[TASK LIST]
**a)** Which hardware component does the distributed computing text name as a popular place to find hardware glitches?
**b)** Write the next portion of the distributed computing text, beginning after its final sentence.

---------- DOCUMENT SEGMENT ----------

People running distributed computing systems will often have some sort of reward for the people who help out. These are often simple pleasures as karma and fame. At present, people tend to help distributed projects because they want to help out. Most offer a chart of the top helpers as a motivation. In future, we may start seeing cash payments to helpers, persuading the public to give their spare time to this project rather than the other.

However small, there is often a reward for doing the work, and then there is the motivation for parasites to get the reward without having to do the work. To stop a parasite, you need to make sure they did the work correctly.

Spoiler attacks

As well as parasites, who want the reward, without doing the work, there are those people who want to stop your project from succeeding. These are commonly known as spoiler attacks.

When designing your security checks, consider that there may be someone whose only motivation is bragging rights for having broken your project. ("I'm a great haxor, worship me!")

Again, you need to make sure that when you receive your completed work package, it represents actual work done. In the case of "search" projects, so long as you have adequate parasite protection, a defence against spoilers is that it's statistically unlikely that the attacker will be lucky enough to be given the opportunity to hide a successful search.

Faulty clients

This isn't really an attack, but unintentional faults. Even if your client software is perfect, it has to run on hardware owned by the general public. Faulty hardware isn't unheard of. The "floating point co-processor" is a popular place to find hardware glitches. If your project depends on accurate calculation, you should build in checks to confirm that the client is operating correctly.

How do I stop parasites, spoilers and faulty clients?

When a client helps out with a distributed computing project, there is usually no contractual arrangement, and clients typically select themselves without their trustworthiness or reliability being checked.

---------- ENTRIES SHOWN ----------

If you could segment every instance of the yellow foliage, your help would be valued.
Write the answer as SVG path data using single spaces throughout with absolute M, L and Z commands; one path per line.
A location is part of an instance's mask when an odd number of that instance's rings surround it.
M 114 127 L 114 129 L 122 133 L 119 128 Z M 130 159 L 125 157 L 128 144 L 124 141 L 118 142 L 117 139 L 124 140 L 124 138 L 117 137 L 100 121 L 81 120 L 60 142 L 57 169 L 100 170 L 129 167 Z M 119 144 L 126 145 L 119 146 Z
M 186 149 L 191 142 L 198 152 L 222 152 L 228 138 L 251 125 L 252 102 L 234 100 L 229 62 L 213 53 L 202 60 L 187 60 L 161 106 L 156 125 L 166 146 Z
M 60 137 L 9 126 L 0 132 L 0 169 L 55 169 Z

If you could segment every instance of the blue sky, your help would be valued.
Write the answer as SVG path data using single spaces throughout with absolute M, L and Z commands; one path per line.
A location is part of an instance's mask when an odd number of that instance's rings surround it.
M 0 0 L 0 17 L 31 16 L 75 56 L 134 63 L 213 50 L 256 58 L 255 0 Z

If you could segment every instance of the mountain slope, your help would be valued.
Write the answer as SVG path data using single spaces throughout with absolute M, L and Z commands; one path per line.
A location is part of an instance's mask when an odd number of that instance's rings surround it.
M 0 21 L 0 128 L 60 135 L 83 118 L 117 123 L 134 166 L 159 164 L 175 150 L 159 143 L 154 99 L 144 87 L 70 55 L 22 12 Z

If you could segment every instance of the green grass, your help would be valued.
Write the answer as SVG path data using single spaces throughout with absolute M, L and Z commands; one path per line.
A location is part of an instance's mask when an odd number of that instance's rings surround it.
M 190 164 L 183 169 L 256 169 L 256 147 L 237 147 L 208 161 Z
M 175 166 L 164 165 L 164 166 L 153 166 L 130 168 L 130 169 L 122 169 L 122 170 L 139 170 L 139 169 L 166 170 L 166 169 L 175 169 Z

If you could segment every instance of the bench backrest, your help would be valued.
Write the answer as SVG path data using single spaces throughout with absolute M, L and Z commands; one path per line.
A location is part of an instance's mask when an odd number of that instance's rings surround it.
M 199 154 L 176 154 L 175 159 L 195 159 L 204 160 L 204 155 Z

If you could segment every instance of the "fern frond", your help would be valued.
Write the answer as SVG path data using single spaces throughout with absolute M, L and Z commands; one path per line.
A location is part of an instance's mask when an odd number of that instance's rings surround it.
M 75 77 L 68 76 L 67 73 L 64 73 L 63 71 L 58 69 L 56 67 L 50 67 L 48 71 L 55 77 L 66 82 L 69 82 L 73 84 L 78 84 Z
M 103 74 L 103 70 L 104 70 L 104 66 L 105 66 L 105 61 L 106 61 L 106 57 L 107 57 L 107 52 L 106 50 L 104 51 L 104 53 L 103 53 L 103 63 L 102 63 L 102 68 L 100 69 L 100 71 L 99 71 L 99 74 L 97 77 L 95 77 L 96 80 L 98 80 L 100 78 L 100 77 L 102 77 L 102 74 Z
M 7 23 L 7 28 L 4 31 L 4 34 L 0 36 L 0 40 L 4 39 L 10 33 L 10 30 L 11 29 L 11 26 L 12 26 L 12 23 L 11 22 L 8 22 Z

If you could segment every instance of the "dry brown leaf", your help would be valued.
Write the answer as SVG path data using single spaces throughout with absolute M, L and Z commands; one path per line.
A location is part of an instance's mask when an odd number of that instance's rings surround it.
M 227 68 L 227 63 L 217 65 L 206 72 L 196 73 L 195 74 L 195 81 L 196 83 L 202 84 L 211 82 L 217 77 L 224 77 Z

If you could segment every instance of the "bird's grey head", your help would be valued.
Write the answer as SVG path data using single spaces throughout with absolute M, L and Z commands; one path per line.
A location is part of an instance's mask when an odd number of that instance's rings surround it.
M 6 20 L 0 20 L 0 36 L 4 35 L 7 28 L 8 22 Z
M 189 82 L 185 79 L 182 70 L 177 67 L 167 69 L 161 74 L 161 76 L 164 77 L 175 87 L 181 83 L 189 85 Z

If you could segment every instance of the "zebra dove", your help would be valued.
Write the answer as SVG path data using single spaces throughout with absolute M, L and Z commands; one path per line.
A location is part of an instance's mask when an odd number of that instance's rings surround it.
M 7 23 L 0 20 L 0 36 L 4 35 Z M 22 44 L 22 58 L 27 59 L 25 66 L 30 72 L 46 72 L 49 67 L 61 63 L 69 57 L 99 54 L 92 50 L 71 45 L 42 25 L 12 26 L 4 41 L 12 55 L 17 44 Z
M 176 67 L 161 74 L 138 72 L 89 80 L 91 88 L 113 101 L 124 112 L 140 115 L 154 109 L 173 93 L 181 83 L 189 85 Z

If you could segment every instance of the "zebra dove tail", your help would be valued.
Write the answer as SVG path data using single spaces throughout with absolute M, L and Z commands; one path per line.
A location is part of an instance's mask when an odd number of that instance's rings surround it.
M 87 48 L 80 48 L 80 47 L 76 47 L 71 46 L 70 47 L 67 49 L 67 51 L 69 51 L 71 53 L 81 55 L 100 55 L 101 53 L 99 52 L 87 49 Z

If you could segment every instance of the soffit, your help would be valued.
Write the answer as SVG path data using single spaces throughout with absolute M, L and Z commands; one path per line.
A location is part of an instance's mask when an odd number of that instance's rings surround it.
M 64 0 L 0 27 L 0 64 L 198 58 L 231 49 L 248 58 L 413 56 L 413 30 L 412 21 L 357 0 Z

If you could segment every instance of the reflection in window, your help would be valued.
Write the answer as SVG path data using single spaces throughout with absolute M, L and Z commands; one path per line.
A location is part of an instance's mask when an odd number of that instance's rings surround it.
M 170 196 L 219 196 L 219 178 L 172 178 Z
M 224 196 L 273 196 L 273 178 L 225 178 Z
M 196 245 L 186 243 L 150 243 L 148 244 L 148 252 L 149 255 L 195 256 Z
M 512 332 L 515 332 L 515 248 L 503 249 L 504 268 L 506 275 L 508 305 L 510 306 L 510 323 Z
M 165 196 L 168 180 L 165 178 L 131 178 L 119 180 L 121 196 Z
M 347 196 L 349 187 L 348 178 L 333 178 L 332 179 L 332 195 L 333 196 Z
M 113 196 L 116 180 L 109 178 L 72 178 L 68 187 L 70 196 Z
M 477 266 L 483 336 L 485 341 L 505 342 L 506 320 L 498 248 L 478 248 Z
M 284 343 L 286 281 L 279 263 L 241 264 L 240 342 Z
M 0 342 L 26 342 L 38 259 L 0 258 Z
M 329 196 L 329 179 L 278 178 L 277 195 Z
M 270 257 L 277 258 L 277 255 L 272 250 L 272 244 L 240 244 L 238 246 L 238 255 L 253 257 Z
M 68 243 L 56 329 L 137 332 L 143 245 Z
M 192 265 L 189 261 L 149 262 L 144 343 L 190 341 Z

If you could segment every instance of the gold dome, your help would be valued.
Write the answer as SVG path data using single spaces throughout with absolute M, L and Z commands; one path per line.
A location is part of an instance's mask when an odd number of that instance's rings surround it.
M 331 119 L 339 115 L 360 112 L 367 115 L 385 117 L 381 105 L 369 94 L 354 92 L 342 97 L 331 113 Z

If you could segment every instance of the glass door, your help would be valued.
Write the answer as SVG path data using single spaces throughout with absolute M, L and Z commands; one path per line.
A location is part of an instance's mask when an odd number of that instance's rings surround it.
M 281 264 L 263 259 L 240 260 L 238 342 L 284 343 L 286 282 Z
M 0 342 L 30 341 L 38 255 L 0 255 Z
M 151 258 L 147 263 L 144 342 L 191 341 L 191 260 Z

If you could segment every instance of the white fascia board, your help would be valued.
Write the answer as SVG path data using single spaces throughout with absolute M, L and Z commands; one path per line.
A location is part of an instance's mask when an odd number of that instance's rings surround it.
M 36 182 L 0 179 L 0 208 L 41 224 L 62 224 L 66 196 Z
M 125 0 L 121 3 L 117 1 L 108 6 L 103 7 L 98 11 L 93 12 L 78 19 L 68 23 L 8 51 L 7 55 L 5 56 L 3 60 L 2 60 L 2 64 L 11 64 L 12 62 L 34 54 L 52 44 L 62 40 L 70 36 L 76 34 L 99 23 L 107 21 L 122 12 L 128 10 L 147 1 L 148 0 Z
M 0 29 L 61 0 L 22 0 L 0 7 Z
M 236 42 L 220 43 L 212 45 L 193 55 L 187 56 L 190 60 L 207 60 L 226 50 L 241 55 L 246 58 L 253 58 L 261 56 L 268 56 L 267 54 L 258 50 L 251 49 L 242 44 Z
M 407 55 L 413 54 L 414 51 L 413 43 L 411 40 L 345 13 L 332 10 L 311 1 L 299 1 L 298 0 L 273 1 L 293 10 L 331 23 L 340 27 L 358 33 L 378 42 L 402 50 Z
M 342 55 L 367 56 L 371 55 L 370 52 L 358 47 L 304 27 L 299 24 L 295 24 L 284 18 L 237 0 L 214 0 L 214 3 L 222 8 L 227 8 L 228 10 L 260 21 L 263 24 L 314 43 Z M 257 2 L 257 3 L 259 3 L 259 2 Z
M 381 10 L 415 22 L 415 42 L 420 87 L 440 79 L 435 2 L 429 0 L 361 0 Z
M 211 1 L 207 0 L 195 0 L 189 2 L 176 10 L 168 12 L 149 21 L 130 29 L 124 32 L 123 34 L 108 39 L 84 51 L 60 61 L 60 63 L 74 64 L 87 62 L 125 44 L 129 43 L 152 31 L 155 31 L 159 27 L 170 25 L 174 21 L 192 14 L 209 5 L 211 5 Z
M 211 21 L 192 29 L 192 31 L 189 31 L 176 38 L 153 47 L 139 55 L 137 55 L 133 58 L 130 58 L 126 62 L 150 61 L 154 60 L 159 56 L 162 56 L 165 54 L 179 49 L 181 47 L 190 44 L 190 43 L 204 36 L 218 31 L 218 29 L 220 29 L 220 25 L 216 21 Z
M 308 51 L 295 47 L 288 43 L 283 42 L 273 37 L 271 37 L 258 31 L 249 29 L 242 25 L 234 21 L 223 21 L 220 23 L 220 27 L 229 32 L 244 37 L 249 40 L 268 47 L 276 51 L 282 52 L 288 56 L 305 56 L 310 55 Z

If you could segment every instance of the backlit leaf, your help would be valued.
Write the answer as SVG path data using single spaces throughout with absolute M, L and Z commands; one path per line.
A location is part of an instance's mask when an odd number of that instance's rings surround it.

----------

[RESULTS BY TASK]
**a)** The floating point co-processor.

**b)**
Randomly repeat a job.

This is the simplest way. Routinely send the same job to a different client and check that they come back with the same answer.

The problem is that where you have a genuine and accurate client, it wastes time. Reduce the number of retries, and risk a parasite getting though unchecked. Increase checks and waste time.

There is the additional problem that you have no way of knowing if the client you give a checking job to isn't also a parasite. If a copy of a parasite client becomes widespread, then the risk of this happening increases. Having said that, this technique is simple, and easily implemented. It can even be used in conjunction with other schemes.

To help this process along, instead of a simple "yes/no" response, have the client include (say) a totalled up calculation, even when the result was overall, a "no". This also helps detecting a faulty client, once you have established which one is faulty.

With this in place, for parasites to avoid detection, they would have to collaborate. This makes their job harder (but not impossible). For example, a collaboration protocol amongst parasites might work;
"Did any other parasite do job #xyz?"
"Yes, I did, and my randomly chosen checking total was 58."

To better detect collaboration, always vary the pairings so that the same two people do not always check each other.

Include quickly checkable proof of work done.

If you could repeat every single completed work package yourself, you wouldn't need to enlist help.

But what if you can quickly check that the client has completed the work package, by having it respond with proof where it came close. Say that you know that in any work package, a client would probably come close (say) eight times. A completed work package shows ten occurances where indeed it did come close. This would show that most probably did the work.

This method usually works where the project is a "search". Consider a search for large prime numbers.

If a client tells the server that a given number turned out not to be prime at all, a simple check would be for the client to report a factor. The organisers can very quickly check this answer by performing a simple division. If that value is indeed a factor, it's proof that the larger number is indeed not-prime and you can strike it off the list.

Don't distribute the source code.

This is a controversial topic. So controversial, it's in it's own section.

Only reward success.

If the project is of a type where work packages fall into two groups, unsuccessful ones and successful ones, and the only way you'll find out which group your work package falls into is to actually do the work, how about only recognising those who you can be sure did the work?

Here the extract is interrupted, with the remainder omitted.